### SHORT TASK 1
From the post about stepping away from Facebook, pull out the passage between "I'm not saying" and "article so much.", inclusive, copying it word for word.

### PASSAGE PROVIDED

Deactivating my personal FB account has definitely been the right decision for me, even though it has not been easy. I have been tempted many times to reactivate with just a few clicks of my mouse. It would be so easy! I'd have all my "friends" back, I'd know everything about what is going on in their lives, and I could share to my hearts content about what I was doing, what I was eating, what I was thinking when I got cut off in traffic. But after reading this article "Is Facebook Making Us Lonely?" (http://www.theatlantic.com/magazine/archive/2012/05/is-facebook-making-us-lonely/8930/#) I have to wonder if I even want to enter back into the Facebook world.

The reason I left for a bit is simply this: I was spending too much time on it, and the more time I spent the more isolated I began to feel. I had begun to replace face to face interaction with online interaction. I was neglecting my true heart and what it needed more.

I'm not saying all FB or online interaction is false or fake or useless, please don't hear that.  I believe it is highly valuable, especially being a word person. I have many friends with whom I've interacted with on different levels on FB (from deep conversations to silly comment wars), and these interactions have definitely translated to our real world friendships.  However, I became more dependent on the online interactions than the face to face, which is why I relate to this article so much.

### EXERCISE DATA
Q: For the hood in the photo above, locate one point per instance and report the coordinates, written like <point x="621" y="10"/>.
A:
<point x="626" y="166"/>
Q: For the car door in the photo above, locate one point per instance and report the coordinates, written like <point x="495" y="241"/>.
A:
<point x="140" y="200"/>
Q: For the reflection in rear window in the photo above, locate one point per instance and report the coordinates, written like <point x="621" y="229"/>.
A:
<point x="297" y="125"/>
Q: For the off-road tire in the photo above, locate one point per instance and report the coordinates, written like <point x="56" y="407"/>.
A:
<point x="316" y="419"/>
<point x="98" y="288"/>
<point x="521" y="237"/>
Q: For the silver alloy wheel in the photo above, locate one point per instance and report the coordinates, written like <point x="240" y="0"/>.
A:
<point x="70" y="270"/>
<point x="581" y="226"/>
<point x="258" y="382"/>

### SHORT TASK 2
Extract each line of the records above that contains the string "door", matching case exactly.

### CORRECT OUTPUT 1
I'm not saying all FB or online interaction is false or fake or useless, please don't hear that.  I believe it is highly valuable, especially being a word person. I have many friends with whom I've interacted with on different levels on FB (from deep conversations to silly comment wars), and these interactions have definitely translated to our real world friendships.  However, I became more dependent on the online interactions than the face to face, which is why I relate to this article so much.

### CORRECT OUTPUT 2
Q: For the car door in the photo above, locate one point per instance and report the coordinates, written like <point x="495" y="241"/>.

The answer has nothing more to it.